- _PROBLEM TO SOLVE_:
Rewrite the lines below as a numbered list, one entry per line, without any blank lines. Leave out the pictures.
____________
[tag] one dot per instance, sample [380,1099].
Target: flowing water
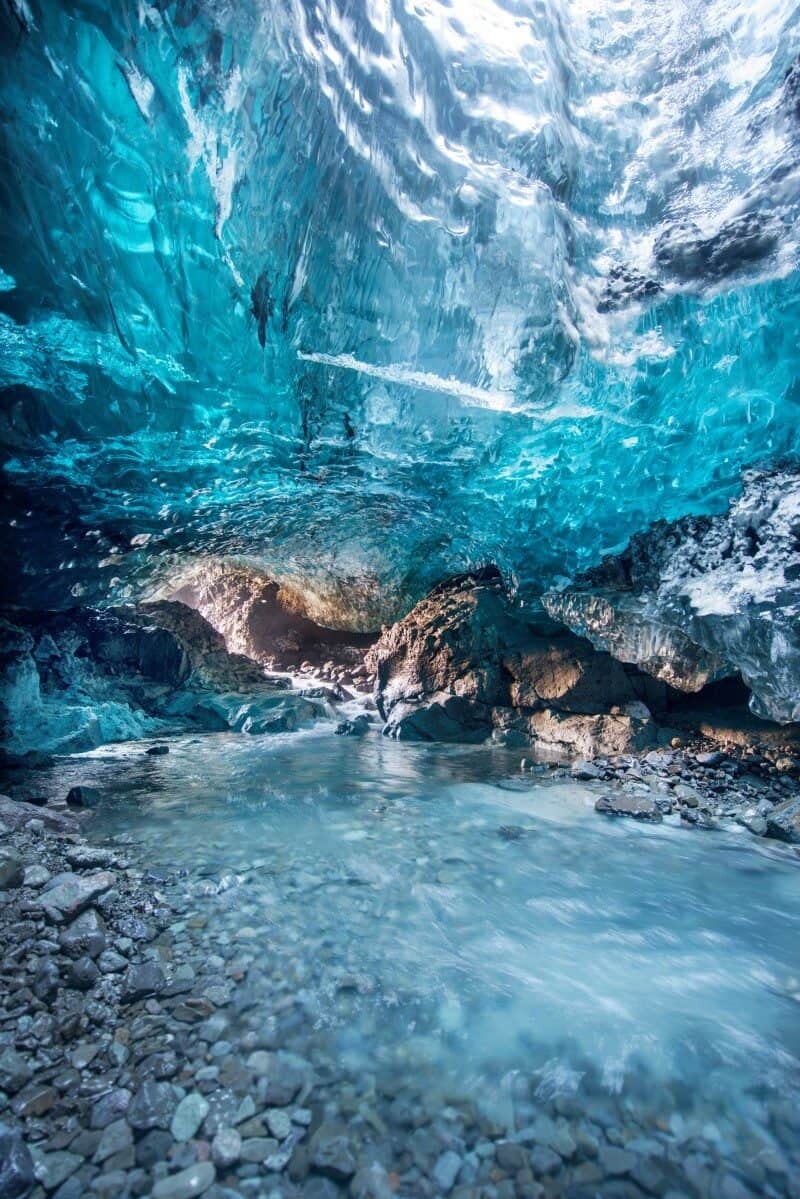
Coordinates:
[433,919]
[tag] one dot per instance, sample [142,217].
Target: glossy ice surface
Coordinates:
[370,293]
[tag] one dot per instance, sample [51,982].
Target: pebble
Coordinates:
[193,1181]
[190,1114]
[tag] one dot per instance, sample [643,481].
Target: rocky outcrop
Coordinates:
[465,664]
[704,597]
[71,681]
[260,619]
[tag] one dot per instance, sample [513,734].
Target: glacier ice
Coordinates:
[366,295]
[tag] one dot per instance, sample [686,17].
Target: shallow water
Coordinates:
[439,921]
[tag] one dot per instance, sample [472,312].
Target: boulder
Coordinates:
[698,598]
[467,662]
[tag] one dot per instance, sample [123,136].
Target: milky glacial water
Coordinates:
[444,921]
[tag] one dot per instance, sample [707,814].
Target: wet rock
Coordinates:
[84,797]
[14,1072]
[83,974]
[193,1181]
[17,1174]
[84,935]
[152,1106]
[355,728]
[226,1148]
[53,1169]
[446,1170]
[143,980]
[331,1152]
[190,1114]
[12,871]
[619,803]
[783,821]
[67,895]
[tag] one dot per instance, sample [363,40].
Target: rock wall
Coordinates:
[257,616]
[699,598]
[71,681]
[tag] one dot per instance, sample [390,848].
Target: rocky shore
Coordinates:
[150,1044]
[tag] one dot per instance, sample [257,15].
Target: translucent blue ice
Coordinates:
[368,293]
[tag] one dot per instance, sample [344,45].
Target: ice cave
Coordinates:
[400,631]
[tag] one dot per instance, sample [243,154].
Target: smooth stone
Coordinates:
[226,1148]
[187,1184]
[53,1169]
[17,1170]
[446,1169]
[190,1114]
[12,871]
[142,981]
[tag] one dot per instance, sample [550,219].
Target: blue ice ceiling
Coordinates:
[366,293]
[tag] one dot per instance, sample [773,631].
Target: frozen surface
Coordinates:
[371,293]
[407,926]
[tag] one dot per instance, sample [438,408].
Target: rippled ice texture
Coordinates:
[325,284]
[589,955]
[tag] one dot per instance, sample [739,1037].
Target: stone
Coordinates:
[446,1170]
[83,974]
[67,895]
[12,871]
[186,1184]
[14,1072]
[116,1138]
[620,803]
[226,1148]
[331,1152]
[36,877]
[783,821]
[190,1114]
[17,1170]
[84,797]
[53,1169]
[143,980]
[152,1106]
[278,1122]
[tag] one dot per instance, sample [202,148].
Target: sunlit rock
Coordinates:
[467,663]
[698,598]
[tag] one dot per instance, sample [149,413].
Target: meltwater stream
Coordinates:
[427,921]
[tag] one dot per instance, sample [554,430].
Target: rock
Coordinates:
____________
- _TASK OUTPUT_:
1. [tag] one dot per instance, sample [380,1099].
2. Target: flowing water
3. Coordinates:
4. [433,919]
5. [tag] one dot per instance, sample [142,217].
6. Target: glossy ice surface
7. Coordinates:
8. [370,293]
9. [tag] one dot per instance, sample [51,982].
10. Target: pebble
11. Coordinates:
12. [193,1181]
13. [190,1114]
14. [tag] one dot per instance, sample [643,481].
15. Target: rocky outcrop
16. Coordinates:
17. [465,664]
18. [704,597]
19. [71,681]
20. [260,619]
21. [tag] one dot per instance, sample [513,734].
22. Target: glacier ice
23. Coordinates:
24. [366,295]
25. [tag] one dot per instance, sample [686,17].
26. Target: shallow water
27. Coordinates:
28. [439,921]
29. [tag] one dot per instance, sample [472,312].
30. Target: boulder
31. Coordinates:
32. [698,598]
33. [467,662]
34. [tag] one dot per instance, sample [123,136].
35. Target: milky glacial water
36. Coordinates:
37. [444,921]
38. [tag] one dot per instance, sample [707,814].
39. Target: wet rock
40. Coordinates:
41. [84,797]
42. [14,1072]
43. [83,974]
44. [193,1181]
45. [17,1174]
46. [84,935]
47. [152,1106]
48. [355,728]
49. [226,1148]
50. [53,1169]
51. [446,1170]
52. [143,980]
53. [331,1152]
54. [190,1114]
55. [12,871]
56. [619,803]
57. [783,821]
58. [67,895]
59. [tag] one dot per instance, sample [363,40].
60. Target: rock wall
61. Coordinates:
62. [257,616]
63. [699,598]
64. [71,681]
65. [tag] one dot per instance, sample [390,848].
66. Target: rocky shore
67. Coordinates:
68. [150,1044]
69. [tag] one dot per instance, sample [257,15].
70. Target: translucent blue ice
71. Coordinates:
72. [368,293]
73. [tag] one dot per instance, sample [344,45].
74. Target: ice cave
75. Coordinates:
76. [400,631]
77. [tag] one dot per instance, sample [243,154].
78. Target: smooth stone
79. Coordinates:
80. [226,1148]
81. [187,1184]
82. [53,1169]
83. [17,1170]
84. [446,1169]
85. [190,1114]
86. [12,871]
87. [142,981]
88. [tag] one dot per instance, sample [550,219].
89. Target: blue ice ceiling
90. Coordinates:
91. [366,293]
92. [tag] one dot per instance, sample [773,631].
93. Target: frozen surface
94. Coordinates:
95. [371,293]
96. [407,926]
97. [tag] one dot per instance, sample [438,408].
98. Target: rippled ice texture
99. Coordinates:
100. [325,284]
101. [589,955]
102. [tag] one dot per instance, sample [739,1037].
103. Target: stone
104. Coordinates:
105. [446,1170]
106. [83,974]
107. [67,895]
108. [12,871]
109. [186,1184]
110. [14,1072]
111. [116,1138]
112. [620,803]
113. [226,1148]
114. [331,1152]
115. [36,877]
116. [783,821]
117. [190,1114]
118. [17,1170]
119. [84,797]
120. [53,1169]
121. [143,980]
122. [152,1106]
123. [278,1122]
124. [tag] one dot per instance, sample [202,148].
125. Target: sunlit rock
126. Coordinates:
127. [467,663]
128. [698,598]
129. [tag] one dot per instance, sample [149,413].
130. Target: meltwater stream
131. Coordinates:
132. [427,921]
133. [tag] one dot per instance, sample [554,430].
134. Target: rock
135. Coordinates:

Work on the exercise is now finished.